§ Enunciado do problema 1
Enumere tudo o que, segundo Muhammad Manara no texto sobre a psicologia da corrupção, é profundamente influenciado pela constituição psicológica.
§ Enunciado do problema 2
Responda, com base no texto sobre a psicologia da corrupção:
(a) Em que se centraram principalmente os estudiosos da corrupção até à data?
(b) Que processos mentais a nível individual são negligenciados por essa abordagem?
(c) Em que universidade é professor Muhammad Manara?
§ Enunciado do problema 3
Indique se cada afirmação está de acordo com o texto sobre a psicologia da corrupção:
(a) A corrupção é apenas um problema político.
(b) Muhammad Manara é professor de Psicologia Social e do Trabalho.
(c) Segundo vários especialistas, a opção de estudar as determinantes sociais é justificada.

§ Texto apresentado
Até à data, os estudiosos da corrupção que se debruçaram sobre a psicologia da corrupção centraram-se principalmente nas determinantes psicológicas sociais do comportamento antiético, como a influência das normas, interacções e dinâmicas de grupo. E, de acordo com vários especialistas, esta opção é bem justificada, dada a natureza social e interactiva da corrupção. Todavia, esta abordagem negligencia os processos mentais a nível individual, tais como a tomada de decisões e o processamento de informações que conduzem as escolhas para agir de forma não ética. Esforços recentes sobre um nível mais profundo de compreensão do conceito de corrupção revelam que esta não é apenas uma questão de governação ou um problema político, mas um fenómeno complexo e multifacetado que tem também uma forte componente individual (e comportamental).

De acordo com Muhammad Manara, professor de Psicologia Social e do Trabalho na Universidade de Maastricht, a ética, a moral, os valores e a integridade, que são influências predominantes na definição dos resultados comportamentais do indivíduo e da sociedade, são profundamente influenciados pela constituição psicológica e vice-versa. Existe uma percepção mais generalizada de que o declínio geral dos valores e da ética na sociedade não só se manifesta num comportamento mais corrupto a nível individual, como também na recompensa de comportamentos corruptos por parte da sociedade.

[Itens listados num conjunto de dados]
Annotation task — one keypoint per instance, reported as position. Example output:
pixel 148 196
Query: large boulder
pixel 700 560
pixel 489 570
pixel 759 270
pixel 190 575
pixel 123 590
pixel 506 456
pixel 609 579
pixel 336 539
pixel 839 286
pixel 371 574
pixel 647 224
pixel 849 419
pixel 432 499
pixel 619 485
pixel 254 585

§ Resposta esperada 1
A ética, a moral, os valores e a integridade.

§ Resposta esperada 2
(a) Nas determinantes psicológicas sociais do comportamento antiético.
(b) A tomada de decisões e o processamento de informações.
(c) Na Universidade de Maastricht.

§ Resposta esperada 3
(a) Não: "esta não é apenas uma questão de governação ou um problema político"
(b) Sim: "professor de Psicologia Social e do Trabalho na Universidade de Maastricht"
(c) Sim: "esta opção é bem justificada, dada a natureza social e interactiva da corrupção"